* [Document section]:

○ ○ ○ ○ ○ ○ ○

ADD/ADHD/LD Evaluations for Children, Adolescents, College Students, and Adults
Thirty years ago at the NCSU Counseling Center, I saw a large number of students who reported difficulties with learning, memory, distractibility, and procrastination. They reported falling asleep in class or while doing their homework. An evaluation revealed that many were below grade level and struggling with learning and remembering concepts. After a trial of a psycho-stimulant medication, they reported improved focus, concentration, and grades.
ADD starts in childhood, and this working memory problem can lead to significant academic difficulties at every educational level. Research indicates that a student with ADD has a 60-65% chance of also having a learning disability in reading, math, or written language. When ADD is unidentified and untreated, it can compromise academic skills and learning. Consequently, it is important to identify these problems early, because untreated ADD/LD can lead to learning difficulties, underachievement, and low self-esteem.
An ADD/ADHD/LD evaluation takes approximately 8 hours of testing and follows the guidelines of the NC State Department of Public Instruction:
- Gather history of the problem (academic, behavioral, emotional)

○ ○ ○ ○ ○ ○ ○

* [Work order]: Pick up the passage on ADD/ADHD/LD evaluations after its final line and continue it.

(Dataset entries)
○ ○ ○ ○ ○ ○ ○

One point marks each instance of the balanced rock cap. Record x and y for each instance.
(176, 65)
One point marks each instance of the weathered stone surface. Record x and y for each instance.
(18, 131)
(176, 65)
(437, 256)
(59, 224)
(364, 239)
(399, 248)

○ ○ ○ ○ ○ ○ ○

* [Answer for the task]:
- Neuropsychological assessment
- ADD/ADHD behavioral assessment
- Wechsler Child or Adult Intelligence Scale (IQ test) administered without medication
- Woodcock-Johnson (achievement test) is administered without medication
- Wechsler Child or Adult Intelligence Scale re-administered with a psycho-stimulant medication (physician prescribed) to determine if medication
improves working memory and cognitive performance.
- A psychological report is written documenting ADD, ADHD, and/or LD. This report includes a variety of accommodations (like extended time on tests) that the student is entitled to receive in school or college.
When ADD medication works, learning and grades improve and students begin to feel more confident.
Oprah Winfrey and Lisa Ling brought Adult ADD into the open in 2014. Many undiagnosed adults were evaluated and treated, and they report improved cognitive performance at home, school, and work.